[TASK INSTRUCTIONS]
a - In the records, can you change "huddle" to "group" in the stretch from the line containing "tagged: white lettering on jersey" through the end of the records, and return only those lines with everything else left as it is?
b - Could you pick up the review of The Binding after its last sentence and keep writing it?

___ SOURCE EXCERPT ___

It’s been a long time since a book has really grabbed me and not let go until the end. I’m a slow reader these days, usually taking 2 – 3 weeks to finish a book since I only read at night before bed. But The Binding demanded my time. I read it everywhere, foregoing all kinds of adulting in favor of immersing myself in Collins’ world, and I finished it in about 3 days.
In the world of The Binding, there are people who have the power to take unwanted memories and transfer them into books. While some binders see their craft only as a last resort for those memories too awful to hold onto, most use their skills for profit, hiring themselves out to those who want to abuse and manipulate. Binders have a terrible reputation, and to read a book is to read the soul of someone else. Emmett Farmer accidentally reads a book as a child, beginning a hidden longing for these memories he doesn’t understand until one day he falls terribly ill with a sickness that only the binder, Seredith, can cure. He finds he has the skill, and must apprentice in the trade or be consumed by it. While in his apprenticeship, a young man named Lucian Darnay comes to Seredtih for a binding, and Emmett has a gut feeling that he and Lucian are connected in some terrible way he can’t remember. When he later finds a book in Seredith’s library with his own name, Emmett’s world falls apart as he searches for answers.

___ RECORDS PROVIDED ___

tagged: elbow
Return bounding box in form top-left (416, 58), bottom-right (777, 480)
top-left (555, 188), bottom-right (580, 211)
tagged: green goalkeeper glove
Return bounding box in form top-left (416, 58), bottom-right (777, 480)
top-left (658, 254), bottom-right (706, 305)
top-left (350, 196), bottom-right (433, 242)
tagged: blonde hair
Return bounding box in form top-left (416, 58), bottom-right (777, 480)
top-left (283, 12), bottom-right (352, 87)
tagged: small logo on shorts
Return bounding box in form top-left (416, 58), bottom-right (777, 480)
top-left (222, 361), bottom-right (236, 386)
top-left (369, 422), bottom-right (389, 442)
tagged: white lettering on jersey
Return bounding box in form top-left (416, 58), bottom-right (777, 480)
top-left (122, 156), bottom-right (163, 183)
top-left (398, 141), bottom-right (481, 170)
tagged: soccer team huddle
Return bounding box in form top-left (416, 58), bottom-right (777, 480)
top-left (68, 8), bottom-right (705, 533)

___

[ANSWERS GIVEN]
a -
tagged: white lettering on jersey
Return bounding box in form top-left (416, 58), bottom-right (777, 480)
top-left (122, 156), bottom-right (163, 183)
top-left (398, 141), bottom-right (481, 170)
tagged: soccer team group
Return bounding box in form top-left (416, 58), bottom-right (777, 480)
top-left (68, 8), bottom-right (705, 533)

b -
Collins’ work is darkly enchanting, turning the hero’s journey and the coming of age tropes on their heads, with one of her greatest achievements being the ability to capture the utter obsession of young, forbidden love. She hints and suggests, prods and twists, making us wonder until the great reveal brings both satisfaction and redemption. Emmett and Lucian are excellent characters, nuanced and full with the right amount of humor to balance the darkness of the plot, while always holding true to the cadence of teenage dialogue.
There’s an urgency to the plot that keeps you turning page after page even though a large portion of the story is about silence and loneliness. Collins balances it all well, and I simultaneously wanted to get to the end and never stop reading because her characters and her world were so interesting.
4 stars.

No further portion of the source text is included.